◆ **Short problem**
Reproduce the lines of the listing below verbatim, from the line containing "Pinpoint firewood pile" through the line containing "[[0, 0, 400, 159]]", both ends included. Give only those lines.

◆ **Dataset records**
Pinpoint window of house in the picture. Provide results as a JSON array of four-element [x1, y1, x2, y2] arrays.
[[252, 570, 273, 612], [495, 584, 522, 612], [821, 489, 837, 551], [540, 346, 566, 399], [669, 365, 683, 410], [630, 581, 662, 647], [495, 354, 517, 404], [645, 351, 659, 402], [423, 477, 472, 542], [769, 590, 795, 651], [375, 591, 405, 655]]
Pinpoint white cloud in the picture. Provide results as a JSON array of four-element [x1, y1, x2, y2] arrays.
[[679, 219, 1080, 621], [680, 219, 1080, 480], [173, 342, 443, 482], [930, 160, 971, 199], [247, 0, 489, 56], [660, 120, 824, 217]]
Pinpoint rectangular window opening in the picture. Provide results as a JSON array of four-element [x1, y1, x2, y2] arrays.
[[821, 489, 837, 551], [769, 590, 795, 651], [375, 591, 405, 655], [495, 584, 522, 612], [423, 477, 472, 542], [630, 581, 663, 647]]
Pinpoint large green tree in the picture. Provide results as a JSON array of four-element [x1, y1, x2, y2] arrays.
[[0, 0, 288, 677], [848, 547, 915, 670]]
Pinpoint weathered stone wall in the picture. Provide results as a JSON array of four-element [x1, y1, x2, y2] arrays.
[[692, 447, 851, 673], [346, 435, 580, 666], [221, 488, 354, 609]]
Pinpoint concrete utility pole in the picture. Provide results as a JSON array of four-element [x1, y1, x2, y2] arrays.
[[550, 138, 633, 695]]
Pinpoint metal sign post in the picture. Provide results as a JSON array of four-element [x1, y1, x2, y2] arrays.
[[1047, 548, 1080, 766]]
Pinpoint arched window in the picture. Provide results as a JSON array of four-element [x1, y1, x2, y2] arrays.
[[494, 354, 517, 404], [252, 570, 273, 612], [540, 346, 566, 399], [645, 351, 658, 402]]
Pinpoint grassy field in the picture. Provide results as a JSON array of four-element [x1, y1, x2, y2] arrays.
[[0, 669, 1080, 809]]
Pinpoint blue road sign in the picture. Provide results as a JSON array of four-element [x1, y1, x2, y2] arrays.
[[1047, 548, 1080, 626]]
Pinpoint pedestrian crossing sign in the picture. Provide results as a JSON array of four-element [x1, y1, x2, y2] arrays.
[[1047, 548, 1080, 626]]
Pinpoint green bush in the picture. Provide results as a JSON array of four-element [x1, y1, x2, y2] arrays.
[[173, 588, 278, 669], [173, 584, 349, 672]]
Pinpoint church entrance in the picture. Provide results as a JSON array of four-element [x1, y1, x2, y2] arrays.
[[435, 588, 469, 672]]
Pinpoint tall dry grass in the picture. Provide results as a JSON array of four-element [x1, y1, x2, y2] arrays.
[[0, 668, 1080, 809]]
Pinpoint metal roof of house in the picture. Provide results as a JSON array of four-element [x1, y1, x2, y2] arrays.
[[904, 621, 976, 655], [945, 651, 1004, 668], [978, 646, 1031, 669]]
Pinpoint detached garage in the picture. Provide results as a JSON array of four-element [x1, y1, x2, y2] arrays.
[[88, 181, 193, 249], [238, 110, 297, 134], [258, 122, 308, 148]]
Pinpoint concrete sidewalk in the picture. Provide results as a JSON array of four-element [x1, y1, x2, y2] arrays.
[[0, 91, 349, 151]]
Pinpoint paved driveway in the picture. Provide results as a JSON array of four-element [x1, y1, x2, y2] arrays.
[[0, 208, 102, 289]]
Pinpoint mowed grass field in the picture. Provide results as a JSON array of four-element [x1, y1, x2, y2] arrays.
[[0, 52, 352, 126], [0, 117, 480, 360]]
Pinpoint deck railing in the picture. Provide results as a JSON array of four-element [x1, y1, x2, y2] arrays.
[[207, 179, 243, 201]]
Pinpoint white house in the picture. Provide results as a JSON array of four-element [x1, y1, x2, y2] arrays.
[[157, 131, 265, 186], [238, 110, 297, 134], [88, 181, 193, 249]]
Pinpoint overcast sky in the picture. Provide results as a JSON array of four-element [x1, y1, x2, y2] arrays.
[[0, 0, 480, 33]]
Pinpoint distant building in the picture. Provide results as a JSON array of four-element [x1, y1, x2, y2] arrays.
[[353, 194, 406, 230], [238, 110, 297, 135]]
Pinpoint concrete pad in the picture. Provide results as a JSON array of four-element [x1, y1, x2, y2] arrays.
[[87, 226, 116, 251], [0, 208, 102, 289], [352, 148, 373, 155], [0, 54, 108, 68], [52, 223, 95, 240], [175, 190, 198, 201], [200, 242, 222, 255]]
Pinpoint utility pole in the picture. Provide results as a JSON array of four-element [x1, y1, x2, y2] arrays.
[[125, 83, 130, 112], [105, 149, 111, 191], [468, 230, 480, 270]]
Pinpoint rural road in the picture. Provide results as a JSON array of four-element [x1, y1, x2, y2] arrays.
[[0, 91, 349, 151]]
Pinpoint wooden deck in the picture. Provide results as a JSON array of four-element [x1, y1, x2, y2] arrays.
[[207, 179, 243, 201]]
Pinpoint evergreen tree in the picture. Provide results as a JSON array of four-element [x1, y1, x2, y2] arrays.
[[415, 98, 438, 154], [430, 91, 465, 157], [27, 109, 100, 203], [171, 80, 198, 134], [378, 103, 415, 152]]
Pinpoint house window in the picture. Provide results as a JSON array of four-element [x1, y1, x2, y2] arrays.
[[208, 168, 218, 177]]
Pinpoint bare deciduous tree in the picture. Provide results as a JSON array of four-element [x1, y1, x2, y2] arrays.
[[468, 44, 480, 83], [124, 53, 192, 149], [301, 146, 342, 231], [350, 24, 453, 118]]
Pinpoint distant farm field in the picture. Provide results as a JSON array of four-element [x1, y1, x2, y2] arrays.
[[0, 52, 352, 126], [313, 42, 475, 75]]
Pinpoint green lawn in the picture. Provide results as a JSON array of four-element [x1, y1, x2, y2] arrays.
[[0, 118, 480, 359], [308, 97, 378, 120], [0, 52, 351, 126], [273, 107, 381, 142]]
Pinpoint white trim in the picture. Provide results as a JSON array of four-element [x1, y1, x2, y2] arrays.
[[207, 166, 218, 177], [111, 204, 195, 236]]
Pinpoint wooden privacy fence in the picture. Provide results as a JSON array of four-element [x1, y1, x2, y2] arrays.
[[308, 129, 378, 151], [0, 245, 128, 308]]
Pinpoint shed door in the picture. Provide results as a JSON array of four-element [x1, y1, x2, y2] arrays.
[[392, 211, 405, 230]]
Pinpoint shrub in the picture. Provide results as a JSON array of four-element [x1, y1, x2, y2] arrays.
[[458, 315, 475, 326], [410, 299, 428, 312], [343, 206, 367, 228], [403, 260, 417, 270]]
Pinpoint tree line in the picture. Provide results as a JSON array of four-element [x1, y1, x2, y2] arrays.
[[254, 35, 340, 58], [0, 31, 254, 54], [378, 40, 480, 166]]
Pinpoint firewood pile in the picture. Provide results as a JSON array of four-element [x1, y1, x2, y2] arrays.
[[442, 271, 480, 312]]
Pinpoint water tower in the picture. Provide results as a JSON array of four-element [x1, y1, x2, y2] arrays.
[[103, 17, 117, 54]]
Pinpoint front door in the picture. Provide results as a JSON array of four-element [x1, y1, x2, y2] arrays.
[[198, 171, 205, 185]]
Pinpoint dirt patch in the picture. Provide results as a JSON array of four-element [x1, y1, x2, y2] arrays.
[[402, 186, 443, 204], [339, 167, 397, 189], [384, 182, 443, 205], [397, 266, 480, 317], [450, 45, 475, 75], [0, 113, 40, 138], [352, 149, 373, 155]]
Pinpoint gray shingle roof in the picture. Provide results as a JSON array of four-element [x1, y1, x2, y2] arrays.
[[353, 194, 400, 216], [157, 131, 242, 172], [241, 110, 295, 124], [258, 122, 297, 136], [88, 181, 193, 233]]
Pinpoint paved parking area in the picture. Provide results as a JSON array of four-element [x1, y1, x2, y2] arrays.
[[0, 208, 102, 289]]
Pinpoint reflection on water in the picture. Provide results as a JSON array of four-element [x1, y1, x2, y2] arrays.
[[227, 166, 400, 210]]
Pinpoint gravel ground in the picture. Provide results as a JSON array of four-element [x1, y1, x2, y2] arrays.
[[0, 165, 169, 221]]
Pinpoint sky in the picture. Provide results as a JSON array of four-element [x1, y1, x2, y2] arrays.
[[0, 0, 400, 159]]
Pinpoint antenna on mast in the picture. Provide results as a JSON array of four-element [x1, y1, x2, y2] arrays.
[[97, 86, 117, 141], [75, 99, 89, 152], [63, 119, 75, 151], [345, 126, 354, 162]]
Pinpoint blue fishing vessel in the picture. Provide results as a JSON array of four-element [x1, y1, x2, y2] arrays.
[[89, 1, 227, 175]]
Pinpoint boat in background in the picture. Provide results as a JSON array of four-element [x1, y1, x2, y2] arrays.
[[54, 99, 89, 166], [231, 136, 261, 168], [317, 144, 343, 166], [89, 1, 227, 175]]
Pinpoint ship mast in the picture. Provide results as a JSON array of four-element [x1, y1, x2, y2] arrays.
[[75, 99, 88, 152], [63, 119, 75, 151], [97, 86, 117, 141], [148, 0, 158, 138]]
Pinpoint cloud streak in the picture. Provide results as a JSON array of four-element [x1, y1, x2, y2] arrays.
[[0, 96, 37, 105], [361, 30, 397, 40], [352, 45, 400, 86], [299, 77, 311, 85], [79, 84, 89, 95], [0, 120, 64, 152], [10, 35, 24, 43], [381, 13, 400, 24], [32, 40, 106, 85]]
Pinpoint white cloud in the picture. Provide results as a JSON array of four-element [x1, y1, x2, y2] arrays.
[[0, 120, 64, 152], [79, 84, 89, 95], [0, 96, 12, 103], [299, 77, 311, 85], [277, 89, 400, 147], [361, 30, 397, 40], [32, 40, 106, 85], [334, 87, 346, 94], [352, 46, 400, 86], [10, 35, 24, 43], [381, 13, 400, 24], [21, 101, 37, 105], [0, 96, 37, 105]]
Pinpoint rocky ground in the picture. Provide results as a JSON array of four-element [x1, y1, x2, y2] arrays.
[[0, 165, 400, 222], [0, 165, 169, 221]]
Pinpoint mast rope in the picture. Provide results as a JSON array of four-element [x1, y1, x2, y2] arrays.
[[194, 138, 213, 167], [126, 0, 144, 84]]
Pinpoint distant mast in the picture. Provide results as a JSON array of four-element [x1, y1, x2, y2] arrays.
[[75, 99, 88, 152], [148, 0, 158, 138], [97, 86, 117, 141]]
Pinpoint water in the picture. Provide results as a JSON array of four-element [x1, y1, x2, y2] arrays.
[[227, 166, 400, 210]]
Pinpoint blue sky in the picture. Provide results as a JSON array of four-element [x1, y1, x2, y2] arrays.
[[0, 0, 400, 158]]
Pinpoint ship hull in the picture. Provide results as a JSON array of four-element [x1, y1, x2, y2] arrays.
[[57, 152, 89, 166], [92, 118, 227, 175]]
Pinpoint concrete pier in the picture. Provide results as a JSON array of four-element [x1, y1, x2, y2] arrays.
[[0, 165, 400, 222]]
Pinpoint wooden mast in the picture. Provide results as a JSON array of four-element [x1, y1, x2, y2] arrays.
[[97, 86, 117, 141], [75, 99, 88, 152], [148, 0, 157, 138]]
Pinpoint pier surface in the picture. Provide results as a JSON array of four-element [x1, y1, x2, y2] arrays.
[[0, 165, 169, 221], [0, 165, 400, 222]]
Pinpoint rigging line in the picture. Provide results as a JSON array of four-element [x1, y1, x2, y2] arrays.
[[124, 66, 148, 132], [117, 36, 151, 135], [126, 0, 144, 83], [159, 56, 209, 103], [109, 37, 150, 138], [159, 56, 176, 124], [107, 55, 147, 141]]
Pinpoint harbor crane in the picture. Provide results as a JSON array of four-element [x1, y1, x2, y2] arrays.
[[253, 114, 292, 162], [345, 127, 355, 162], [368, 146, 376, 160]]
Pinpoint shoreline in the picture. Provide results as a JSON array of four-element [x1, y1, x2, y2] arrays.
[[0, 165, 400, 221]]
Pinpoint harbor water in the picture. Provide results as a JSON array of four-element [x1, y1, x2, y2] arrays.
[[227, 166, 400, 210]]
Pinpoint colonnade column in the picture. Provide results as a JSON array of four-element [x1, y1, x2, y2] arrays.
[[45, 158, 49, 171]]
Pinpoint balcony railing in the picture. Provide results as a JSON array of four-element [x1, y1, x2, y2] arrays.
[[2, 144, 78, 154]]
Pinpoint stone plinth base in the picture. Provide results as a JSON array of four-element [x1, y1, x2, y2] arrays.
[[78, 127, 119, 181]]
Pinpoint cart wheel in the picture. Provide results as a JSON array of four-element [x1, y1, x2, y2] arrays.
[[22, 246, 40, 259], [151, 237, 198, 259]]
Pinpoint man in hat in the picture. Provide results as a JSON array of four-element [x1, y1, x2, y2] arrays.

◆ **Exercise result**
Pinpoint firewood pile in the picture. Provide results as a JSON array of four-element [x1, y1, x2, y2] arrays.
[[442, 271, 480, 312]]
Pinpoint water tower in the picture. Provide results as a JSON array of four-element [x1, y1, x2, y2] arrays.
[[103, 17, 117, 54]]
Pinpoint front door in the picture. Provide results as a JSON array of four-element [x1, y1, x2, y2] arrays.
[[198, 171, 205, 185]]
Pinpoint dirt patch in the picture. Provide results as a JSON array of four-element [x1, y1, x2, y2] arrays.
[[402, 186, 443, 204], [339, 167, 397, 189], [384, 182, 443, 205], [397, 266, 480, 317], [450, 45, 475, 75], [0, 113, 40, 138], [352, 149, 373, 155]]
Pinpoint gray shingle roof in the picture. Provide results as a JSON array of four-element [x1, y1, x2, y2] arrays.
[[353, 194, 400, 216], [157, 131, 242, 172], [241, 110, 295, 124], [258, 122, 297, 136], [88, 181, 193, 233]]
Pinpoint paved parking area in the picture. Provide results as a JSON array of four-element [x1, y1, x2, y2] arrays.
[[0, 208, 102, 289]]
Pinpoint reflection on water in the picture. Provide results as a JSON array of four-element [x1, y1, x2, y2] arrays.
[[227, 166, 400, 210]]
Pinpoint gravel ground in the picture. Provide results as a JSON array of four-element [x1, y1, x2, y2] arrays.
[[0, 165, 169, 221]]
Pinpoint sky in the picture. Provide results as a JSON array of four-element [x1, y1, x2, y2] arrays.
[[0, 0, 400, 159]]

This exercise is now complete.